● **Consigne**: Reprenez la lettre écrite à Montriond le 27 mai et prolongez-la à partir de sa dernière phrase.

A Montriond 27 mai [1756]

Je crois, mon ancien ami, que le braiement de l’âne de Montmartre est aux Délices.[#1] Je verrai ce que c’est à mon retour dans cet ermitage. Ma nièce de Fontaine y arrive incessamment. J’aurais bien voulu qu’elle vous eût amené ; et que vous aimassiez la campagne comme moi. Il y en a de plus belles que la mienne. Mais il n’y en a guère d’aussi agréables. Je suis redevenu sybarite et je me suis fait un séjour délicieux, mais je vivrais aussi aisément comme Diogène que comme Aristippe.[ #2] Je préfère un ami à des rois. Mais en préférant une très jolie maison à une chaumière je serais très bien dans la chaumière. Ce n’est que pour les autres que je vis avec opulence. Ainsi je défie la fortune et je jouis d’un état très doux et très libre que je ne dois qu’à moi. Quand j’ai parlé en vers des malheurs des humains mes confrères, c’est par pure générosité. Car à la faiblesse de ma santé près, je suis si heureux que j’en ai honte. Je vous aimerais bien mieux encore compagnon de ma retraite qu’éditeur de mes rêveries.

● **Extrait du jeu de données**:
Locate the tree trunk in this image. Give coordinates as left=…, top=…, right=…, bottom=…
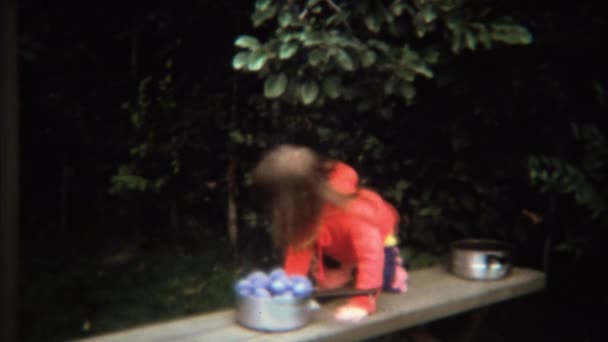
left=0, top=0, right=19, bottom=342
left=226, top=79, right=239, bottom=247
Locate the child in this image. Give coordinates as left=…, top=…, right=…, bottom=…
left=253, top=145, right=407, bottom=321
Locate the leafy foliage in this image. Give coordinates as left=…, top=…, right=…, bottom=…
left=232, top=0, right=532, bottom=110
left=528, top=125, right=608, bottom=219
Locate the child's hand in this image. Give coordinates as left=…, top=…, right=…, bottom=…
left=334, top=305, right=369, bottom=322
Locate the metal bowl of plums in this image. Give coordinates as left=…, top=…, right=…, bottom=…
left=235, top=268, right=313, bottom=332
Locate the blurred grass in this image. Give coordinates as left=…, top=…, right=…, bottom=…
left=20, top=243, right=243, bottom=341
left=20, top=242, right=439, bottom=342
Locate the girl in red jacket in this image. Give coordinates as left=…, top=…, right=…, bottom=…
left=253, top=145, right=407, bottom=321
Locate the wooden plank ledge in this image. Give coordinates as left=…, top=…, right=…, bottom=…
left=82, top=267, right=545, bottom=342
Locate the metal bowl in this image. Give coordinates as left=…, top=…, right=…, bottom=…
left=448, top=239, right=511, bottom=280
left=236, top=295, right=311, bottom=332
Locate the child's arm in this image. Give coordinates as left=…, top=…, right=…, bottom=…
left=284, top=247, right=313, bottom=276
left=334, top=223, right=384, bottom=321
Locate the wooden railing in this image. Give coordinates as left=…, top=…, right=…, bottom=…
left=83, top=267, right=545, bottom=342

● **Corrigé**:
Les faquins qui poursuivent la mémoire de Bayle méritent le mépris et le silence. Je vous remercie de supprimer la petite remarque qui leur donne sur les oreilles. [ #3] Tout le reste aura son passeport chez les honnêtes gens. Il est vrai que cette seconde édition parait bien tard, et qu’on a donné trop de temps aux sots pour répandre leurs préjugés sur la première. Celle-ci est aussi forte mais elle est mesurée et accompagnée de correctifs qui ferment la bouche à la superstition tandis qu’ils laissent triompher la philosophie.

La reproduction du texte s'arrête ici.